DATA LISTING:
========

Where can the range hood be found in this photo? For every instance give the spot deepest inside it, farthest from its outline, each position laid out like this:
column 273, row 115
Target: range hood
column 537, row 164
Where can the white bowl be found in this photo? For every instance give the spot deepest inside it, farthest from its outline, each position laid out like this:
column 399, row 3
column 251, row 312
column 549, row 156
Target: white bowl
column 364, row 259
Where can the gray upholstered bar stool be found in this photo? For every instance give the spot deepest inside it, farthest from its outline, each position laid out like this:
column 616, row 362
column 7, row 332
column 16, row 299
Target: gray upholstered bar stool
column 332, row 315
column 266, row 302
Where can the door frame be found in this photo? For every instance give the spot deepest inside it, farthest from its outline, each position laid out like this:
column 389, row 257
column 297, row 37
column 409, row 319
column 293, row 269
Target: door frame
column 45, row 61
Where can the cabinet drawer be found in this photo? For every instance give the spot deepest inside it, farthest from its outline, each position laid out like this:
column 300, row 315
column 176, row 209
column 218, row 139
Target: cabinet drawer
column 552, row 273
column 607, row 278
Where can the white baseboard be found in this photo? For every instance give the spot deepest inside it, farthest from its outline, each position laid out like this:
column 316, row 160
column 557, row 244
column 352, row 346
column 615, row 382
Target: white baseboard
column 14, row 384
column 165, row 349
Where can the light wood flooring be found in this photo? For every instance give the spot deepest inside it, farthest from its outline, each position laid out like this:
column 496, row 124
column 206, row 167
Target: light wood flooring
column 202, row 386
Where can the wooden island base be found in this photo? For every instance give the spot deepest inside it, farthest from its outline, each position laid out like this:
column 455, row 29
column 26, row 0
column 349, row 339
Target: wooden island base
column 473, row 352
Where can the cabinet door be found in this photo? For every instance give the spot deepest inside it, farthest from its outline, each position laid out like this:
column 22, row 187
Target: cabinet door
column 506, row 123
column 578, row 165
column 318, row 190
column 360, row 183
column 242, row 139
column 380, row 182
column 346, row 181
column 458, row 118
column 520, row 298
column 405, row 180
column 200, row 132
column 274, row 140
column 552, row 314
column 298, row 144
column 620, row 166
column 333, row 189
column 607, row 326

========

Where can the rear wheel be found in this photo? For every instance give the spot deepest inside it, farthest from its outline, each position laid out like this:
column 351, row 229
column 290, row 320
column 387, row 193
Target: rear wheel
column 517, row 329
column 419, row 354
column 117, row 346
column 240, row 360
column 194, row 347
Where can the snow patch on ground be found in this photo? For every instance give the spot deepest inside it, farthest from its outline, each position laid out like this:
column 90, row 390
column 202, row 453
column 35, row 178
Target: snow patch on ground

========

From the entries above, return exactly the line containing "column 26, row 0", the line containing "column 22, row 187", and all lines between, and nothing else.

column 26, row 0
column 349, row 339
Target: wooden island base
column 473, row 352
Where can the cabinet door be found in this photo? For every instance give the spot deepest inside it, farthest from its outline, each position laid out like this:
column 22, row 187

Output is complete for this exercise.